_Text zur Analyse:_
──────────

Die polnische Politik ist nie um einen Skandal verlegen. Heute beschuldigt der Sejm-Abgeordnete Przemyslaw Wipler, die Polizei habe ihn zusammengeschlagen. Öffentliche Aufmerksamkeit ist ihm damit auf jeden Fall sicher.
Die polnische Politik ist bunt, erscheint manchmal skurril und langweilig ist sie nie. Erst gestern sind Korruptionsvorwürfe bei Wahlen innerhalb der regierenden Bürgerplattform (PO) aufgekommen. Antoni Macierewicz (Recht und Gerechtigkeit, PiS) versucht mit seiner Expertenkommission händeringend zu belegen, dass der tragische Flugzeugabsturz der Präsidentenmaschine bei Smolensk 2010 in Wirklichkeit ein gelungener Anschlag auf den für Russland unbequemen Präsidenten Lech Kaczynski war; doch erst vor kurzem ist die Kompetenz seiner Experten in Frage gestellt worden.
Und heute war es wieder soweit: Ein weiterer Skandal breitet sein Flügel über Polen aus. Mit vielen Schwellungen und blauen Flecken im Gesicht trat der klerikalkonservative Parlamentsabgeordnete Przemyslaw Wipler im Parlament (Sejm) vor die Kameras und erklärte mit bewegter Miene, er sei zusammengeschlagen worden. Er habe vorher ein Abendessen genossen und sei dann in ein Warschauer Lokal gegangen, um noch einen Drink zu nehmen. Als er aus dem Lokal im Zentrum der polnischen Hauptstadt gegangen war, habe er einschreiten müssen, weil er einen Streit beobachtet habe. Danach soll alles schnell gegangen sein. Ehe er sich versah, sei er brutal zusammengeschlagen worden, wovon viele Verletzungen am ganzen Körper zeugen. Er habe noch nicht einmal die Gelegenheit gehabt, seinen Parlamentsausweis zu zeigen (in Polen genießen Parlamentarier genauso wie in Deutschland eine gewisse Immunität).

──────────

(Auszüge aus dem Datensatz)
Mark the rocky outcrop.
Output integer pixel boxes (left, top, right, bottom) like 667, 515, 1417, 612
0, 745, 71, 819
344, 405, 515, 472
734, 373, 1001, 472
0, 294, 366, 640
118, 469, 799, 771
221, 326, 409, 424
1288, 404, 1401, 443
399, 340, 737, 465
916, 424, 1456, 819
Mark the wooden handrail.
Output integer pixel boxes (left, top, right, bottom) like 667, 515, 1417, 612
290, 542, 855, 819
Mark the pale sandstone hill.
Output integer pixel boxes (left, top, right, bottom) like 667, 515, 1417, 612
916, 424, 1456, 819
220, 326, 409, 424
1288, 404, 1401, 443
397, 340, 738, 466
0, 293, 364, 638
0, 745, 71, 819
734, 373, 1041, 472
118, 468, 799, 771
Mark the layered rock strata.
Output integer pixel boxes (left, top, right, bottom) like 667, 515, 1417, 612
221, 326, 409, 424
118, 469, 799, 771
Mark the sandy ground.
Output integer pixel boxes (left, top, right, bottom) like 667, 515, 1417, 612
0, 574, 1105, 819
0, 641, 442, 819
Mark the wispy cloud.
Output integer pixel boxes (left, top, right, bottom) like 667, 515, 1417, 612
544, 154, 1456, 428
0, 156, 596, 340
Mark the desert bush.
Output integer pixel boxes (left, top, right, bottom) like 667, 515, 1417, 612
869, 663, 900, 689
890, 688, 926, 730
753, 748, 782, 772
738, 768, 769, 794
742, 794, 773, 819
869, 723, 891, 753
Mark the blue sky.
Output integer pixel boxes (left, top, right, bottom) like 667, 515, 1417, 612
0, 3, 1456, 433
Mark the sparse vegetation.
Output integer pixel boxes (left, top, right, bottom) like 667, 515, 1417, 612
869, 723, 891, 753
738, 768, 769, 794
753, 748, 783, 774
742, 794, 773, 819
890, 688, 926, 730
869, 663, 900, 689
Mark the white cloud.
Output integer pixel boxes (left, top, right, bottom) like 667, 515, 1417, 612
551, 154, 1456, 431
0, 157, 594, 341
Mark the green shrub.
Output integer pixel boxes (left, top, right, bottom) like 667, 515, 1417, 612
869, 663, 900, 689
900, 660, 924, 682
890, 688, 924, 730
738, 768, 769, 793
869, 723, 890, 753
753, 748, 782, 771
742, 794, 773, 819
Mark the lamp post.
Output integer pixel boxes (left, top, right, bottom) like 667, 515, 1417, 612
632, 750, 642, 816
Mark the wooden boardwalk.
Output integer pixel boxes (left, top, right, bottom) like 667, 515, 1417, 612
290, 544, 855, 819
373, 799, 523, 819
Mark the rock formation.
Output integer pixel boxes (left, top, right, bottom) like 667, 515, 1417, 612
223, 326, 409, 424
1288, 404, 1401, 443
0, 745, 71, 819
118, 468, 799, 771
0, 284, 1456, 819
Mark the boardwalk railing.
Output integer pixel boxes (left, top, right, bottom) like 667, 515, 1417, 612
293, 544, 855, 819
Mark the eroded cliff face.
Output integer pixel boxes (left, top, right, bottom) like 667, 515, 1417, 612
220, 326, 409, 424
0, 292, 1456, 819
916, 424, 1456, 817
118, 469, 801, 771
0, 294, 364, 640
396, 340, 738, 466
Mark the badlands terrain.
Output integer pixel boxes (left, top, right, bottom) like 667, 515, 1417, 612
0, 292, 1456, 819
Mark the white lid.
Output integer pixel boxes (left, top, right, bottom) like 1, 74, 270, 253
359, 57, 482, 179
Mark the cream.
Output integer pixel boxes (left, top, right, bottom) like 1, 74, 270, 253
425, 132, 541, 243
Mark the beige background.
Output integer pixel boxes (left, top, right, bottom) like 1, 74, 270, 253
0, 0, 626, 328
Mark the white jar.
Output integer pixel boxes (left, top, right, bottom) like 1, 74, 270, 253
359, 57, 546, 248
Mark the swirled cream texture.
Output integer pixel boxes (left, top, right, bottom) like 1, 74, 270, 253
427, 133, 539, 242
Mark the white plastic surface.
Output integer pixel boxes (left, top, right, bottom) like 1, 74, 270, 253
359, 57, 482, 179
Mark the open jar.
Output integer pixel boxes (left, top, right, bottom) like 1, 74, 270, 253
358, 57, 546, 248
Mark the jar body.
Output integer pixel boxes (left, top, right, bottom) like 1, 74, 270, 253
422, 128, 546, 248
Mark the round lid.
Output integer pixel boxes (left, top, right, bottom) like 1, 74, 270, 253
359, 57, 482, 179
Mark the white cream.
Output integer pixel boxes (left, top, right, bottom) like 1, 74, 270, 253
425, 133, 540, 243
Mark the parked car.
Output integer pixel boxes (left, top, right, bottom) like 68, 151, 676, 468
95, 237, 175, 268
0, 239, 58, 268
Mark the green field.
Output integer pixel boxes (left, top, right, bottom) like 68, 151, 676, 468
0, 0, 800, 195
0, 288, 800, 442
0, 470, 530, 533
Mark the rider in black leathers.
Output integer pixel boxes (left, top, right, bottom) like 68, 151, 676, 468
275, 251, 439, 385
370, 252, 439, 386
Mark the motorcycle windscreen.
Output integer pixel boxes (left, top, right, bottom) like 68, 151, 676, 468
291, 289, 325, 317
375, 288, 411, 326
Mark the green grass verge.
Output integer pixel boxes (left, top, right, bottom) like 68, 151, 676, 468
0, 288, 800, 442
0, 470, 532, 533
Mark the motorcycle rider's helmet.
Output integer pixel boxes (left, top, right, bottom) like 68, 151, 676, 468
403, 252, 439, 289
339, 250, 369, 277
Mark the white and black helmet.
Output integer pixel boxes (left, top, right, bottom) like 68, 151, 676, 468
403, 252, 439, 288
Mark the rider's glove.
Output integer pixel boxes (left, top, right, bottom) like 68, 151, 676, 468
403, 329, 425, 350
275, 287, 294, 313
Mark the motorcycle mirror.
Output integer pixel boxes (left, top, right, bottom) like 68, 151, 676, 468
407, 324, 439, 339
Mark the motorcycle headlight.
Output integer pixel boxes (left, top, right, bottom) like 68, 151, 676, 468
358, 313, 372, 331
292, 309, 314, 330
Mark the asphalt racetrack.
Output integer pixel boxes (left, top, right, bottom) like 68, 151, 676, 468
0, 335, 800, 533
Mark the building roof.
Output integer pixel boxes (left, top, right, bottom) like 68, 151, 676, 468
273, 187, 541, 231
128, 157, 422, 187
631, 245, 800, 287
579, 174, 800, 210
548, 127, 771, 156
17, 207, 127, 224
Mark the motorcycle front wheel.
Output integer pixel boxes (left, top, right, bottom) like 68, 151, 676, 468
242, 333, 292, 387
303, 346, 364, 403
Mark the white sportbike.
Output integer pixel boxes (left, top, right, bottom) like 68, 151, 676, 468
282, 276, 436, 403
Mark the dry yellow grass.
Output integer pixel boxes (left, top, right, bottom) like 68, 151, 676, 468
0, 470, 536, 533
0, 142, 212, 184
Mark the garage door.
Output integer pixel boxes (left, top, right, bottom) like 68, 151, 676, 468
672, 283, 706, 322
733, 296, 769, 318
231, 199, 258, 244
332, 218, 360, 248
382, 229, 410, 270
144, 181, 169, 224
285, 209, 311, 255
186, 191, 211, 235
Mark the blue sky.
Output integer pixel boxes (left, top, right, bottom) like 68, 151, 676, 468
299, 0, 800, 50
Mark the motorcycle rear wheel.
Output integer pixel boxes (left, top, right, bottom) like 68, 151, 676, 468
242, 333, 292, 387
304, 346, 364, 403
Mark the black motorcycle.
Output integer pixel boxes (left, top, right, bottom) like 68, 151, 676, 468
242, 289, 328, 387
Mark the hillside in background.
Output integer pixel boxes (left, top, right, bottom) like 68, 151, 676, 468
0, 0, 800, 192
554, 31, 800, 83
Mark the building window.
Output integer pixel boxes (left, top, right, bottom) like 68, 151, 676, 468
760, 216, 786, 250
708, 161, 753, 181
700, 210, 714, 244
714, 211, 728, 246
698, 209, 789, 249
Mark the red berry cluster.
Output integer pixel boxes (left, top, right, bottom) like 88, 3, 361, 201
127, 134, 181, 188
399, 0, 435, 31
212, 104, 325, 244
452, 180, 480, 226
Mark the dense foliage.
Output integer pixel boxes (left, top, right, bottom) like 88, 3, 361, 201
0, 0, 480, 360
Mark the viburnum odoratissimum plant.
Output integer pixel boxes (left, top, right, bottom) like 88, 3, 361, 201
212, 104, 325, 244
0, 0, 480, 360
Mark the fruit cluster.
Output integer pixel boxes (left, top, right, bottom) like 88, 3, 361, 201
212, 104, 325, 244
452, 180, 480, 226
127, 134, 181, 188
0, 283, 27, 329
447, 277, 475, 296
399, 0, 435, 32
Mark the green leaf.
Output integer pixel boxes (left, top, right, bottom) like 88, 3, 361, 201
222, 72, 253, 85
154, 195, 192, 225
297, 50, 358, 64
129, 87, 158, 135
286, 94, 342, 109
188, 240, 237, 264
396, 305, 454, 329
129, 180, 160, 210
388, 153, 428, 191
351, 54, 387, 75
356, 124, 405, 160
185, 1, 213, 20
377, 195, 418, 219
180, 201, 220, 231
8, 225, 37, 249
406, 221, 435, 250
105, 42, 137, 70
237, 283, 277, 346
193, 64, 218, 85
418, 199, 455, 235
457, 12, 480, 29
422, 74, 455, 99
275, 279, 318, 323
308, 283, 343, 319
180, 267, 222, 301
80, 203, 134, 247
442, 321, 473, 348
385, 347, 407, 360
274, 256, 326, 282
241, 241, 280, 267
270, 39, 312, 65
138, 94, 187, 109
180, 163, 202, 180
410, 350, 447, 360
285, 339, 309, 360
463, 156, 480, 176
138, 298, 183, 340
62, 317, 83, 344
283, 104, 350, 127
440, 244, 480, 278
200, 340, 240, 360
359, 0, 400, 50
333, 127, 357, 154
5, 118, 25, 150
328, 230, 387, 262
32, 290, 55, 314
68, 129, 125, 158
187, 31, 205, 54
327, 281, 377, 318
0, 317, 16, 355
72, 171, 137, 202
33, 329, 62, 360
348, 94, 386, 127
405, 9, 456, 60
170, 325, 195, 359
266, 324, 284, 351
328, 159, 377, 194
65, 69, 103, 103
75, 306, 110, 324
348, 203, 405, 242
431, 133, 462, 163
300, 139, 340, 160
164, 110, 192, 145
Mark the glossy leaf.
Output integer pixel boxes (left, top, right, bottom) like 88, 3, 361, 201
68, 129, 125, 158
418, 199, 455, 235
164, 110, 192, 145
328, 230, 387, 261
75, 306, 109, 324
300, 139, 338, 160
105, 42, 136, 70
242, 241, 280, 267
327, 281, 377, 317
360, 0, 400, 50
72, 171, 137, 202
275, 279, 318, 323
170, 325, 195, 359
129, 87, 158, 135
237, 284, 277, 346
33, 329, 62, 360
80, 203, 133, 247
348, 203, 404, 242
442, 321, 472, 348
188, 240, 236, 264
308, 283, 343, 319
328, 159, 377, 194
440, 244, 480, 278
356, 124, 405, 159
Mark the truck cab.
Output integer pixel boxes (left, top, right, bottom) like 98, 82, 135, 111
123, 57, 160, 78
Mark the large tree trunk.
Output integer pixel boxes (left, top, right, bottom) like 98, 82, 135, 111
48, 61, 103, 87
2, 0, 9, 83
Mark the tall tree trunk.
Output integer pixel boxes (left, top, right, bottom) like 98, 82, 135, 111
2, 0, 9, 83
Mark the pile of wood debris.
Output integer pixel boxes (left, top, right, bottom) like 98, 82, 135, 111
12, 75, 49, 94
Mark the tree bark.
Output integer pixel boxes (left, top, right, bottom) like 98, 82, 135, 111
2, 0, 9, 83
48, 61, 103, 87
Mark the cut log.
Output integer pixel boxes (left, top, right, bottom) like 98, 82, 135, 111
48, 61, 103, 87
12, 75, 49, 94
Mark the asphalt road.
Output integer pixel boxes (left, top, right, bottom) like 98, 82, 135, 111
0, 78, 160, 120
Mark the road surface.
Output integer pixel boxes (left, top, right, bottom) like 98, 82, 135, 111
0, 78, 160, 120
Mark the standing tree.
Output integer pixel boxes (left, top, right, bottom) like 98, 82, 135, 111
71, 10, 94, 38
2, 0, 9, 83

──────────

_Aufgabe 1:_ Geben Sie aus dem Text über den Fall Wipler den Abschnitt wörtlich wieder, der bei „Die polnische Politik ist nie“ beginnt und bei „jeden Fall sicher.“ endet.
_Aufgabe 2:_ Schreiben Sie den Text über die Vorwürfe des Abgeordneten Wipler im Anschluss an seinen letzten Satz weiter.

_Lösung 1:_
Die polnische Politik ist nie um einen Skandal verlegen. Heute beschuldigt der Sejm-Abgeordnete Przemyslaw Wipler, die Polizei habe ihn zusammengeschlagen. Öffentliche Aufmerksamkeit ist ihm damit auf jeden Fall sicher.

_Lösung 2:_
Gegendarstellung der Polizei
Die Polizei wehrt sich gegen die Anschuldigungen und präsentiert eine Gegendarstellung. Demnach wurden Polizisten zu einer Schlägerei gerufen, sie fanden jedoch lediglich zwei betrunkene Männer vor. Als sie diese kontrolliert haben, sei ein anderer Mann dazugekommen, der die Beamten angepöbelt und getreten haben soll. Danach haben diese eingegriffen, dem Mann Handschellen angelegt und ihn abgeführt. Erst später soll sich herausgestellt haben, dass es sich um einen Sejm-Abgeordneten gehandelt hat.
Ein Augenzeuge soll gegenüber dem polnischen Fernsehsender tvn24 die Version der Polizisten bestätigt haben. Dieser bleibt jedoch anonym. Przemyslaw Wipler hingegen möchte nun darauf hinwirken, dass gegen die Polizisten Ermittlungen aufgenommen werden. Eines hat der Parlamentarier auf jeden Fall schon erreicht: So viel Aufmerksamkeit erlangte er noch nie in den Medien.